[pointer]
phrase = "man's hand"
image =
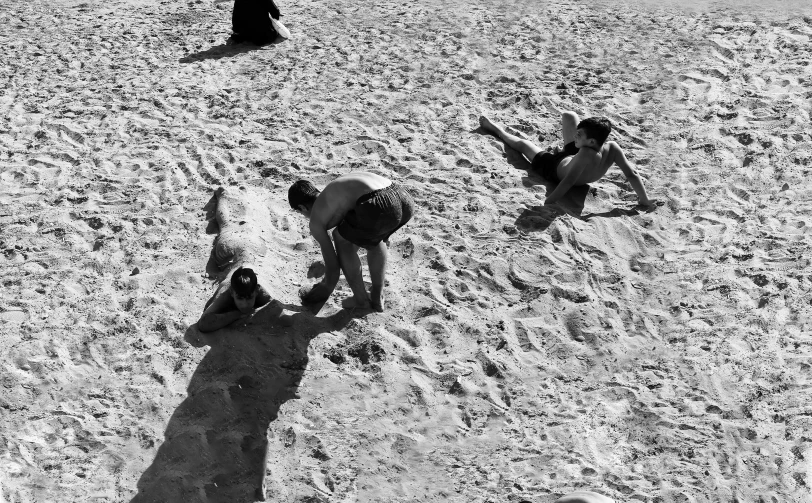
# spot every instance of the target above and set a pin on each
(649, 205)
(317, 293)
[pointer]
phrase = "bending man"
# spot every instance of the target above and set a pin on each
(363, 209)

---

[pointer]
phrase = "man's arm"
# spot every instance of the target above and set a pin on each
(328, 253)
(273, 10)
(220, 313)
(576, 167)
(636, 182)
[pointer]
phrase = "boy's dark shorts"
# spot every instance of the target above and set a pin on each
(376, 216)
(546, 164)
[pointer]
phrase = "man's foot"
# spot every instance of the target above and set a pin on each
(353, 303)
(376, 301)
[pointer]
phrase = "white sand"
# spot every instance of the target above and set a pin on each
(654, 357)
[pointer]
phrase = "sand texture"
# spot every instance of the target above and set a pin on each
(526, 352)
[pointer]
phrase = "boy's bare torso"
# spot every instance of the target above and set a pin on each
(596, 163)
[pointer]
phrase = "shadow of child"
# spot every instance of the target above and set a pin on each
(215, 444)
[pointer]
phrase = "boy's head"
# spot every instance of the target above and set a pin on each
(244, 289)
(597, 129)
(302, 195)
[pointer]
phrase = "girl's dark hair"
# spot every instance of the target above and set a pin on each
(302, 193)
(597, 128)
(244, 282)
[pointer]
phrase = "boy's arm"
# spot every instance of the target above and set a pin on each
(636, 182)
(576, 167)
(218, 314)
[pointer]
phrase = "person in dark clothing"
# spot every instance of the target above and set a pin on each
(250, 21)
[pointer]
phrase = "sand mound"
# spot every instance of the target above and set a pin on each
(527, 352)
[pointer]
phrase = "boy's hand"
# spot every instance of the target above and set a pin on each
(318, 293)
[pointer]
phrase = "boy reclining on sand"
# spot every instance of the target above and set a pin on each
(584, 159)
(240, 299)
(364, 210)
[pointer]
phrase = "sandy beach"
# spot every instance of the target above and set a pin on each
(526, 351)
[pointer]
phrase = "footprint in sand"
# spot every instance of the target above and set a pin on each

Work required –
Pull out every line in the records above that contains the word "dark".

Exercise solution –
phrase = "boy's dark shorts"
phrase = "girl's dark hair"
phrase = "person in dark clothing"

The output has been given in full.